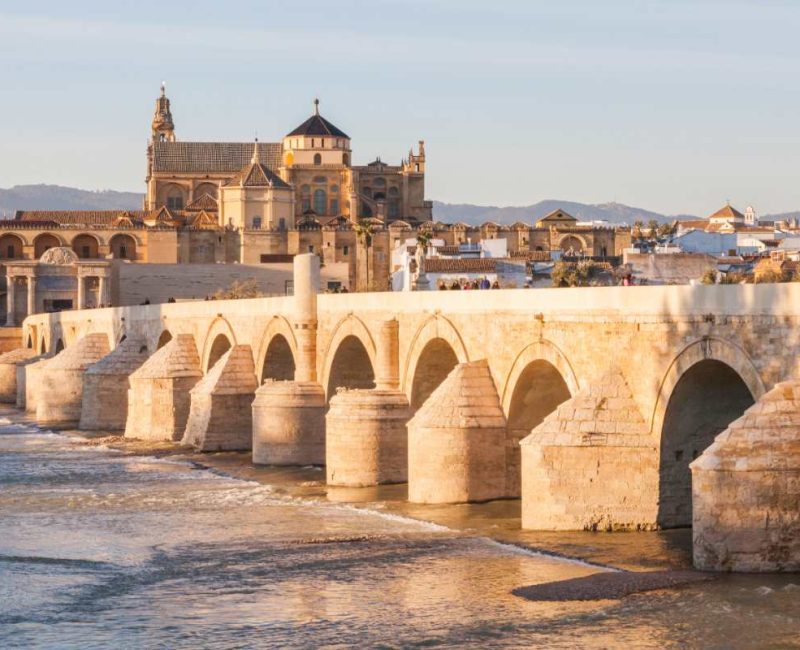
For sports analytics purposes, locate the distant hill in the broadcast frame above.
[0,185,144,218]
[0,184,800,225]
[433,199,696,225]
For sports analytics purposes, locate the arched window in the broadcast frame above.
[167,185,183,210]
[194,183,218,199]
[110,235,136,261]
[314,190,328,214]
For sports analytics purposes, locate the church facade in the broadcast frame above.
[0,85,630,291]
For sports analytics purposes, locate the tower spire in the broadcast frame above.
[151,81,175,142]
[250,137,258,165]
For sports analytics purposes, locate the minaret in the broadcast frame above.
[152,81,175,142]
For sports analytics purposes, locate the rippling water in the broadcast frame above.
[0,420,800,648]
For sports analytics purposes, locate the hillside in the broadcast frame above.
[0,184,800,225]
[0,184,144,218]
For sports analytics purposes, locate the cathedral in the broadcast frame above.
[0,84,630,294]
[0,84,432,289]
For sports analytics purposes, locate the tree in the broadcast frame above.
[353,219,375,291]
[214,278,264,300]
[550,260,600,287]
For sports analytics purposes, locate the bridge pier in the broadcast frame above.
[24,356,53,413]
[182,345,258,451]
[78,336,147,431]
[690,380,800,572]
[36,333,109,427]
[125,334,203,441]
[15,354,49,411]
[0,348,38,404]
[325,319,411,487]
[520,370,658,531]
[408,360,506,503]
[253,253,326,465]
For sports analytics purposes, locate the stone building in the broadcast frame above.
[0,85,630,291]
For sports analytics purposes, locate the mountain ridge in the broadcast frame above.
[0,183,800,225]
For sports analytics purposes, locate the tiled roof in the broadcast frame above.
[709,205,744,220]
[153,142,281,173]
[228,163,290,188]
[425,257,498,273]
[15,210,151,226]
[288,115,350,138]
[539,209,577,221]
[184,194,219,212]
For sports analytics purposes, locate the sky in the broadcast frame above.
[0,0,800,215]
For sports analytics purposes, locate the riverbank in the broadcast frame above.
[26,409,692,571]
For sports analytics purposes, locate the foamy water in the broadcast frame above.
[0,420,800,649]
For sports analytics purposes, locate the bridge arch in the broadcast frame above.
[256,316,297,384]
[402,314,469,410]
[322,314,376,399]
[202,316,236,373]
[500,340,579,496]
[653,338,765,528]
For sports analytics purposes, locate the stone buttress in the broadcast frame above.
[0,348,39,404]
[125,334,203,441]
[182,345,258,451]
[23,355,53,413]
[36,333,109,427]
[78,336,148,431]
[520,370,658,531]
[408,360,506,503]
[325,319,411,487]
[253,253,326,465]
[690,380,800,571]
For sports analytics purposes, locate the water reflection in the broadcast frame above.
[0,418,800,648]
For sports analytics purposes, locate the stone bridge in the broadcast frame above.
[10,255,800,570]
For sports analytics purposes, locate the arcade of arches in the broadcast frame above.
[658,359,754,528]
[261,334,295,381]
[327,334,375,399]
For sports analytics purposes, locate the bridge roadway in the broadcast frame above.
[10,255,800,570]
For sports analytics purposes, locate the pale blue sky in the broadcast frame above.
[0,0,800,214]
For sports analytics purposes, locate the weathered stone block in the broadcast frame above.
[78,336,148,431]
[520,370,658,530]
[183,345,258,451]
[408,361,507,503]
[36,334,108,427]
[125,334,203,441]
[325,389,411,487]
[253,380,327,465]
[0,348,38,404]
[690,380,800,571]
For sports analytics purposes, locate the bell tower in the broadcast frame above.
[151,81,175,142]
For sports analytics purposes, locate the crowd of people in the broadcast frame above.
[439,277,500,291]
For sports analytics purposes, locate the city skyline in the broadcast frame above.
[0,0,800,215]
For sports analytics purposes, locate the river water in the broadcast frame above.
[0,419,800,649]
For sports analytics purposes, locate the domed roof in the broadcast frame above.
[287,99,350,138]
[39,246,78,266]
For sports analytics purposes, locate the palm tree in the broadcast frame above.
[353,219,375,291]
[631,219,644,241]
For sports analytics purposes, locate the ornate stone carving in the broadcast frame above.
[39,246,78,266]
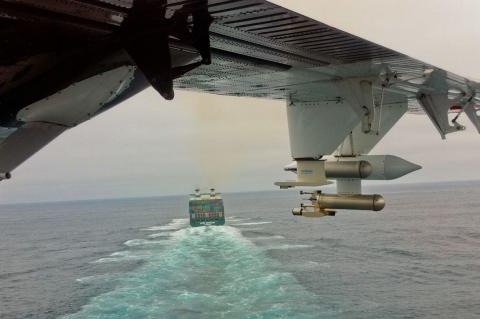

Stated problem: Can you add 141 to every bounding-box coordinate in the data starting at the line containing "For sports analytics purposes, locate the sky" and ending at the line containing "[653,338,765,528]", and give all those lines again, the request lines included?

Answer to this exercise:
For sports analytics purposes, locate the sky in the broadcast frame above.
[141,141,941,356]
For sports analytics purposes, locate the riverbank in the broadcast frame above.
[167,550,833,712]
For sports analytics purposes, locate the foamy water in the broadcast frame above.
[141,561,941,790]
For sports analytics purposes, locate the bridge arch in the broadcast frame above.
[397,457,438,525]
[543,455,610,551]
[463,455,517,540]
[343,457,377,514]
[641,481,720,637]
[794,479,906,669]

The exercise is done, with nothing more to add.